===== THE DATA =====

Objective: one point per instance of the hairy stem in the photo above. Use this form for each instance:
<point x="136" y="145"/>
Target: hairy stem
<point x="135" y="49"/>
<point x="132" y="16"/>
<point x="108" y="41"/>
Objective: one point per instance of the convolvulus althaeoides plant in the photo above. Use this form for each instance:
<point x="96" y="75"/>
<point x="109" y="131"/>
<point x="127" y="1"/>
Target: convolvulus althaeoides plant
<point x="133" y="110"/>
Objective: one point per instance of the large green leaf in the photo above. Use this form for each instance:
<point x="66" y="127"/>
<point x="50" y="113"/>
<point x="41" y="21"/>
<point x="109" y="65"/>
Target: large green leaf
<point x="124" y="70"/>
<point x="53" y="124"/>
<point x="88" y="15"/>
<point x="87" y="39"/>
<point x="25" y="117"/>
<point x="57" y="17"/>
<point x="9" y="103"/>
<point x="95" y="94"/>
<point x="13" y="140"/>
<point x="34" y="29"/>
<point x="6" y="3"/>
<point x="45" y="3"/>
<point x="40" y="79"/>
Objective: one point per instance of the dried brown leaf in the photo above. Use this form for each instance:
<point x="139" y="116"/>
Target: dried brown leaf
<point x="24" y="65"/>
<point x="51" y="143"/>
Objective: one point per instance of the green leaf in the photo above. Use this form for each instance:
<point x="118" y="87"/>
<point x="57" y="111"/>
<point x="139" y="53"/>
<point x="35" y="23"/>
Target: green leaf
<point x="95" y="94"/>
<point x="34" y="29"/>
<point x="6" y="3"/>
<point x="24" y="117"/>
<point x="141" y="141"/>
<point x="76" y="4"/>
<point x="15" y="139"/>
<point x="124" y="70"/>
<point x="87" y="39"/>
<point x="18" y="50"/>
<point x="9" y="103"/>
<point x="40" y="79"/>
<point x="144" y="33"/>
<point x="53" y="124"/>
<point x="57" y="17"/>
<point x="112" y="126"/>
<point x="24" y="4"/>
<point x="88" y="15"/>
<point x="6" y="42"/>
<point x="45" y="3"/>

=====
===== THE DATA =====

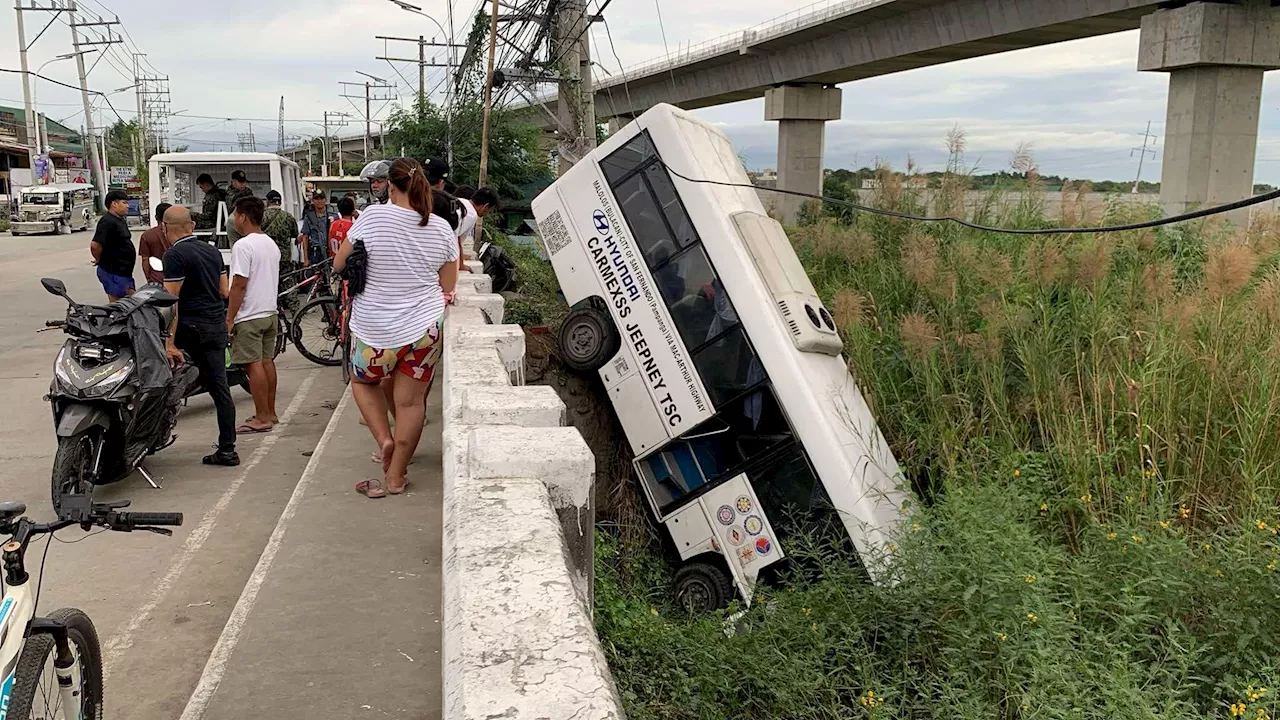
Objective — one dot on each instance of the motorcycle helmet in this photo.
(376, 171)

=====

* _WHAT TO WORK ON_: When a line of the records has the word "above", pick it out and copy it.

* _SOLUTION TO THIS PROBLEM_:
Objective: one point per instance of the hairy stem in the photo above. Use this form for each instance:
Objective: one point per instance of the convolvulus althaeoides plant in the photo above. Use this form for each instance:
Objective: one point per instance of the large green leaf in the photo above. Use this form for each instance:
Objective: one point per instance of the dried brown leaf in the photo above. Use this form for each instance:
Objective: one point per instance of the green leaf in the photo above. Use this form for each instance:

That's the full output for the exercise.